#### Work required
Your answer must be the exact lines from the one holding "Label the blonde" through the final line of the records below, both included, and nothing more.

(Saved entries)
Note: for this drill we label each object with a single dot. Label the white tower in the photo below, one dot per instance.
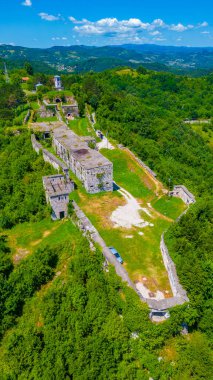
(57, 80)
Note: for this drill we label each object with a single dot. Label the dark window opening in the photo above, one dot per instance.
(61, 214)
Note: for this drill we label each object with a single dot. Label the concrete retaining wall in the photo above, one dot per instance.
(86, 226)
(179, 294)
(176, 287)
(141, 163)
(49, 157)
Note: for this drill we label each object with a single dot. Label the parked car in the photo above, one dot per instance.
(99, 134)
(116, 254)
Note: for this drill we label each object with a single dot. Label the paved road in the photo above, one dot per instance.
(86, 225)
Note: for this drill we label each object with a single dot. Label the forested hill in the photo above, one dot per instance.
(192, 61)
(147, 112)
(62, 316)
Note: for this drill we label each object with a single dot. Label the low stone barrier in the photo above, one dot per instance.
(179, 294)
(176, 287)
(27, 117)
(48, 156)
(86, 226)
(141, 163)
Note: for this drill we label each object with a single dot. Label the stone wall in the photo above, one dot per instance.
(176, 287)
(35, 144)
(182, 192)
(49, 157)
(99, 179)
(94, 179)
(141, 163)
(70, 110)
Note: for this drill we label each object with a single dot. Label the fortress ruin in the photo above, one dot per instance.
(90, 167)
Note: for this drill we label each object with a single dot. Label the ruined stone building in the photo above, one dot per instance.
(182, 192)
(92, 169)
(57, 189)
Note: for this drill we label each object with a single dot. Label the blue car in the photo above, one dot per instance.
(116, 254)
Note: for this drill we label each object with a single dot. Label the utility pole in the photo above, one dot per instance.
(6, 73)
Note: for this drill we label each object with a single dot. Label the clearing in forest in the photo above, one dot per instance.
(133, 219)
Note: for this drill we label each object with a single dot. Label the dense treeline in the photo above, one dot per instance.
(146, 113)
(21, 192)
(88, 325)
(85, 323)
(190, 243)
(18, 284)
(12, 96)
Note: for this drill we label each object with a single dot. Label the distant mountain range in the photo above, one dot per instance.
(81, 58)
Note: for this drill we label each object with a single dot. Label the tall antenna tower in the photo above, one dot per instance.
(6, 73)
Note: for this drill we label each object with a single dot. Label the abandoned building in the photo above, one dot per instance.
(70, 110)
(57, 189)
(91, 168)
(57, 81)
(182, 192)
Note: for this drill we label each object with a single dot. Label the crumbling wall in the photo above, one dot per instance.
(49, 157)
(176, 287)
(182, 192)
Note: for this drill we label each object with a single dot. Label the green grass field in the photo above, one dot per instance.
(81, 127)
(141, 253)
(25, 238)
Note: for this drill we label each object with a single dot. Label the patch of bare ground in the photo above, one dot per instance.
(103, 207)
(21, 253)
(158, 214)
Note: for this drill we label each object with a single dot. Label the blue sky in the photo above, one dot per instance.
(44, 23)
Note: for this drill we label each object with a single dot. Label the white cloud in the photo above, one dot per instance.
(203, 24)
(59, 38)
(132, 29)
(159, 39)
(155, 33)
(179, 27)
(27, 3)
(47, 17)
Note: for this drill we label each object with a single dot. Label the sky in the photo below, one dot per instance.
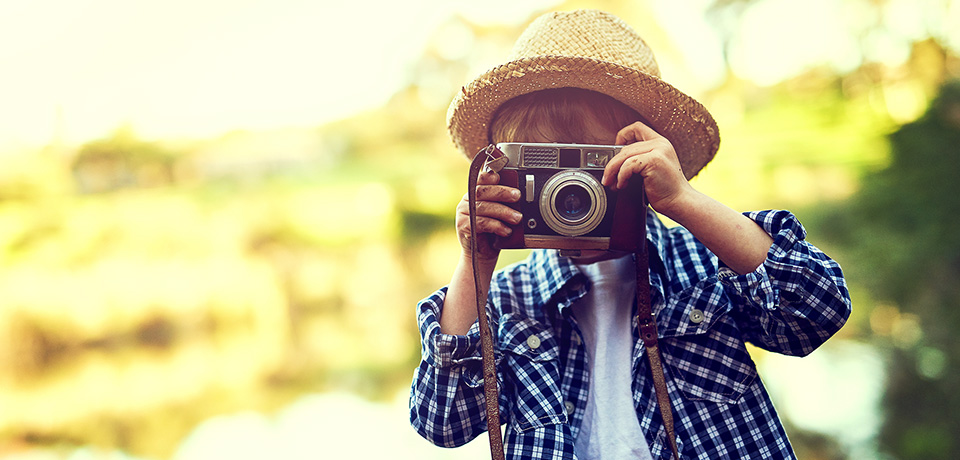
(76, 70)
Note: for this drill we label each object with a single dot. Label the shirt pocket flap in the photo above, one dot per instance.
(693, 311)
(524, 337)
(702, 347)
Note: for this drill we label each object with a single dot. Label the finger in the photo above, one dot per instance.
(612, 170)
(490, 209)
(633, 166)
(484, 225)
(500, 193)
(488, 177)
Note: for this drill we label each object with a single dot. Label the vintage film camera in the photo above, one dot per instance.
(563, 203)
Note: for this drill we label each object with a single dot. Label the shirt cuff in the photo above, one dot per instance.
(444, 350)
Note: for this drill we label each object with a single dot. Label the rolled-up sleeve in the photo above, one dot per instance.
(446, 397)
(796, 299)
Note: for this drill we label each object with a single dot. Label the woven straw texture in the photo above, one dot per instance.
(592, 50)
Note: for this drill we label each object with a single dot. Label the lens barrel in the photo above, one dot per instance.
(573, 203)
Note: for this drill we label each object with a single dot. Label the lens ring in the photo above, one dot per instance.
(582, 203)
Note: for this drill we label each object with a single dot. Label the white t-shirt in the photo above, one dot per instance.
(610, 427)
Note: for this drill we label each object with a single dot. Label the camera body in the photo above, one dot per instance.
(563, 203)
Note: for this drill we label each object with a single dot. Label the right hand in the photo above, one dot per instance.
(493, 216)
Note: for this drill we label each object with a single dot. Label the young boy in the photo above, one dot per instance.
(572, 378)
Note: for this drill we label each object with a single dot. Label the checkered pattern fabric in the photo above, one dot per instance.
(705, 313)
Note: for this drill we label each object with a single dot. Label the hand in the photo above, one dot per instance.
(493, 216)
(652, 157)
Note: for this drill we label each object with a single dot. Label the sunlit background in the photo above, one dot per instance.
(216, 217)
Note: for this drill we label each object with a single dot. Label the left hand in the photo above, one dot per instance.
(652, 156)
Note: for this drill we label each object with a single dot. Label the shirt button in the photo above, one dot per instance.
(696, 316)
(533, 342)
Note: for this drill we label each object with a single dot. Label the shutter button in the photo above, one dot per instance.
(696, 316)
(533, 342)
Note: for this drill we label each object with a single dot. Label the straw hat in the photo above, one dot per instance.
(592, 50)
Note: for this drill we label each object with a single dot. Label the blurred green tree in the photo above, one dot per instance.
(122, 161)
(901, 229)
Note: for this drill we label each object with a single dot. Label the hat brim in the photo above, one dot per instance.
(681, 119)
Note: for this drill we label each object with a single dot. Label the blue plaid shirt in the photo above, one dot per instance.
(705, 312)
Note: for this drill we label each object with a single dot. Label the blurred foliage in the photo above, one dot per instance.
(900, 228)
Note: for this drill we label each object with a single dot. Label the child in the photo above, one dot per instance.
(570, 370)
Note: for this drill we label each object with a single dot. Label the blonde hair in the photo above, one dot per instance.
(561, 115)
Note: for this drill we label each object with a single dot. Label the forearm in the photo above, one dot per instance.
(737, 241)
(460, 306)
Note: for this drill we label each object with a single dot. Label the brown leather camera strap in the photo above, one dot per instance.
(490, 392)
(645, 322)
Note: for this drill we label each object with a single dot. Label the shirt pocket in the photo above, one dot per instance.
(702, 347)
(530, 371)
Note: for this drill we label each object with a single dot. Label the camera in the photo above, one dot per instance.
(563, 203)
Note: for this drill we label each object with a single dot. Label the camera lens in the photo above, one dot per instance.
(572, 203)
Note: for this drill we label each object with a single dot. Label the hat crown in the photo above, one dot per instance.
(589, 34)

#### Response for this exercise
Note: for this drill we label each object with a single dot. Label the blonde hair in the photo above, one dot per instance.
(561, 115)
Note: for this drill we label each object with a single dot. Label the forearm in the photo above, one dot per instance.
(737, 241)
(460, 306)
Note: for this drill we label each object with a single dot. Label the brown leather camera strap in the photo above, one dot per instance.
(490, 392)
(645, 322)
Note: for this drill we label each object with a single dot. Label the shirt pocket in the photo above, one dot per instance.
(702, 347)
(530, 371)
Note: for this drill we label each object with a single dot. Label the camera in the photo above, one dot per instance.
(563, 203)
Note: for this drill we label each object with a single dot. Label the camera lens in the photo above, one dot per instance.
(572, 203)
Note: for this drill we label each object with a single dot. Label the hat crown in the photo above, one dot per instance.
(589, 34)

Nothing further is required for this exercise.